Dataset entries
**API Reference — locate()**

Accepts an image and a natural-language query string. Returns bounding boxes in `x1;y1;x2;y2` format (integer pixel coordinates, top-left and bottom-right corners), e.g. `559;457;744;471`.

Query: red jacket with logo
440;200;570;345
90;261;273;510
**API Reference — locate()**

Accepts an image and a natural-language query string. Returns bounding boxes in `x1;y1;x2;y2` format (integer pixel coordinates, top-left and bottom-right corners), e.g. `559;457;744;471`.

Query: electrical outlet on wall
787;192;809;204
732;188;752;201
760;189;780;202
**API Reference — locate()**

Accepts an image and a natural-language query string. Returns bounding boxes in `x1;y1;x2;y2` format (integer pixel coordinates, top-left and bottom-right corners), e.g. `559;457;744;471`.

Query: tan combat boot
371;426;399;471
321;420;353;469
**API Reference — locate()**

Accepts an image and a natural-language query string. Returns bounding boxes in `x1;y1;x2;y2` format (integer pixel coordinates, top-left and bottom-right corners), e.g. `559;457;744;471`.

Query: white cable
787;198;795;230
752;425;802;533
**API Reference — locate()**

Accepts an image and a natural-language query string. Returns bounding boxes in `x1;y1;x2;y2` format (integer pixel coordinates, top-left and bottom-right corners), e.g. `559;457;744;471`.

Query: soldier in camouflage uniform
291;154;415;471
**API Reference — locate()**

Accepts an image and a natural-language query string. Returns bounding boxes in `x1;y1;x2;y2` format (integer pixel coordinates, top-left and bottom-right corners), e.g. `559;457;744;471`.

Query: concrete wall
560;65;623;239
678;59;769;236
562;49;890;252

§ **PROBLEM STATEMENT**: Transcribe each record exactly. Leave nothing out.

§ **REPLY TO THE TASK**:
**API Reference — locate()**

Accepts an image and a natural-language query string. Returns bounding boxes in `x1;y1;x2;y2` format (integer pixel coordinates, top-left and bottom-right corners), e.g. `559;457;744;471`.

Query: red jacket with logo
440;200;570;345
90;261;273;510
**API Reference — locate()**

Accepts an image and a natural-language query string. Returns bounding boxes in `x1;y1;x2;y2` format (integer pixel coordinates, top-left and bottom-right corners), e.g. `559;457;744;471`.

Query: electrical outlet on wall
787;192;809;204
732;188;752;201
760;189;780;202
**API Reference — locate()**

Accepts an image and a natural-language query string. Returns bounding boxes in `x1;y1;x2;y2` format (integer pixel coordinates, top-left and bottom-right corners), e.g. `559;457;744;471`.

Query: tan combat boot
371;426;399;471
321;420;353;469
**API Reference — locate()**

Accepts an image and a natural-language query string. Returns bounding boxes in `x1;y1;x2;y2` format (integer pixel coordinates, top-left and bottom-right corners), e.g. `559;457;744;471`.

Query: white cable
787;198;795;230
752;425;802;533
**API Reference — locate()**

Accepts an image and a natural-language query string. Returns bounding boxes in `x1;y1;x2;y2` format (integer pixel coordinates, top-left and bottom-right corners), e.g. `559;457;744;471`.

Query: soldier in camouflage uniform
291;154;415;471
**API Reference — locate()**

Accepts an image and a natural-language query string. Returns bounding boxes in `x1;y1;x2;y2` format (integer pixel coordinates, top-left and bottom-right corners), e.g. `559;457;744;471`.

Query: concrete wall
560;65;623;239
678;59;769;236
562;49;890;252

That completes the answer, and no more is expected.